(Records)
-------
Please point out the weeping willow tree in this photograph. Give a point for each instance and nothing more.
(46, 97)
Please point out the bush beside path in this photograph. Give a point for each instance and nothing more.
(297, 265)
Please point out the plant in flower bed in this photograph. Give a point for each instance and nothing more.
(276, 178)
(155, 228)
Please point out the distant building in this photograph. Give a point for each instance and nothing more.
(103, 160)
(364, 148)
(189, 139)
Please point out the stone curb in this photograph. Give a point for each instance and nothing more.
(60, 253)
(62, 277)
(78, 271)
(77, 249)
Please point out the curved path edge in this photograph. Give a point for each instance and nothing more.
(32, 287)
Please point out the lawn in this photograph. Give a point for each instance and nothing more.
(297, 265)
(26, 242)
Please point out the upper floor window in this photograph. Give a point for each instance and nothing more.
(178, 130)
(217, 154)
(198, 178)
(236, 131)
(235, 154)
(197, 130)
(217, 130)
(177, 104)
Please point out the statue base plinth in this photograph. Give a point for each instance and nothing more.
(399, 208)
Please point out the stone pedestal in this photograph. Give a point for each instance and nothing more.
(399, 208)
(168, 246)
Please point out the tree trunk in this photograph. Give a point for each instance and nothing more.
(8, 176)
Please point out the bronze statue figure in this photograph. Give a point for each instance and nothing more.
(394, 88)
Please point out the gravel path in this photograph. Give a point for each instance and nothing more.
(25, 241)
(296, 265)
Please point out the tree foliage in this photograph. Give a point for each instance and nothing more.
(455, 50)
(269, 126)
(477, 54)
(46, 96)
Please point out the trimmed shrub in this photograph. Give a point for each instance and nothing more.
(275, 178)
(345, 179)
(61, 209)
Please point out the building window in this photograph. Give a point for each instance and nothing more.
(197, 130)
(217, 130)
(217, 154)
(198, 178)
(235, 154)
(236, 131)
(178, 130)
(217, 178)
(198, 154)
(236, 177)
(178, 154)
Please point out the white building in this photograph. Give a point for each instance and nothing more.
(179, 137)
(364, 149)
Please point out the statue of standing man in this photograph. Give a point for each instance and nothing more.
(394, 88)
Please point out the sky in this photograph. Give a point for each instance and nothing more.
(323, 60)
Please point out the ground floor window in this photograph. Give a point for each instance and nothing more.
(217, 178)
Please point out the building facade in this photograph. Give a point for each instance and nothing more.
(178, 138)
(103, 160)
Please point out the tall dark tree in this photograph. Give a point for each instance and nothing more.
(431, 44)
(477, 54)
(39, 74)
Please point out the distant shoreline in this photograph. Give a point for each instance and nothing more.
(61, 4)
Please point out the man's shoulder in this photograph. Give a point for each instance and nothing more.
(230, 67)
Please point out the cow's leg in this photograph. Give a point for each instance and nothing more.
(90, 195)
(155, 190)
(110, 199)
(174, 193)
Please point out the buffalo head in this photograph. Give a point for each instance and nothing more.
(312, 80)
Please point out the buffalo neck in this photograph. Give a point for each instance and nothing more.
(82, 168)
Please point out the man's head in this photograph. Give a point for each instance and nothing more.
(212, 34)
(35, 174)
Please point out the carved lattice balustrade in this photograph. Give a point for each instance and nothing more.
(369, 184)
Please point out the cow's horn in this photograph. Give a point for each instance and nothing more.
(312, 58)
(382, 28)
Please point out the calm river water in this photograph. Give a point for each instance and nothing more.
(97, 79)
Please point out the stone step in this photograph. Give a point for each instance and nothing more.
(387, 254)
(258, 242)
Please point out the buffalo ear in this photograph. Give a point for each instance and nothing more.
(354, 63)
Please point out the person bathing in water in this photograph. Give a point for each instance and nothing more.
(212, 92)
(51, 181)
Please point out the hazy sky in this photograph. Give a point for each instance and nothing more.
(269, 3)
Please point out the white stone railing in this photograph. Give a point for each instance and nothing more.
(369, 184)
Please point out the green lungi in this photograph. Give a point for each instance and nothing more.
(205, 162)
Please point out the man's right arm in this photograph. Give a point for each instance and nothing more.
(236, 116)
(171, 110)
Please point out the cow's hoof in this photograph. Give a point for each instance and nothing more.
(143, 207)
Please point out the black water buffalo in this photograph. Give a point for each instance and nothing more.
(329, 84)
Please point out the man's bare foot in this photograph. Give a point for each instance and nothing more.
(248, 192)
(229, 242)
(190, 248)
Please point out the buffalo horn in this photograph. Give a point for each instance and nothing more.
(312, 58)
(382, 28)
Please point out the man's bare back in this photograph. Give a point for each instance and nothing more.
-------
Each line from the one with "Please point out the buffalo ear" through the last line of the records must be written out word for word. Include nothing else.

• Full response:
Please point out the buffalo ear in this photograph. Give a point for each instance and nothing more.
(354, 63)
Please point out the person bathing in water in this photograph. Give a point for each instance and nothing more.
(212, 92)
(51, 181)
Please point out the hazy sky in this photograph. Give a point for each instance and nothing more.
(269, 3)
Please point out the white stone railing in this photograph. Give a point for each instance and nothing more.
(369, 184)
Please point out the green lungi in this photograph. Give a point for each instance and nothing more.
(205, 162)
Please point out the man's right arm in this photograph. Give a point for each instance and nothing more.
(236, 116)
(171, 110)
Please point out the cow's hoof in this photograph. Give a point for each instance and nothing more.
(143, 207)
Please point out the black water buffalo in this photograph. Give a point for each instance and nothing more.
(329, 84)
Please point out the man's bare foot in this photograph. Give a point for each instance and nothing more.
(248, 192)
(229, 242)
(190, 248)
Please point out the buffalo horn in this photograph. Give a point for each instance and nothing more.
(312, 58)
(382, 28)
Please point out the man's bare back in this photograph. Give a point for each instance and nothing more.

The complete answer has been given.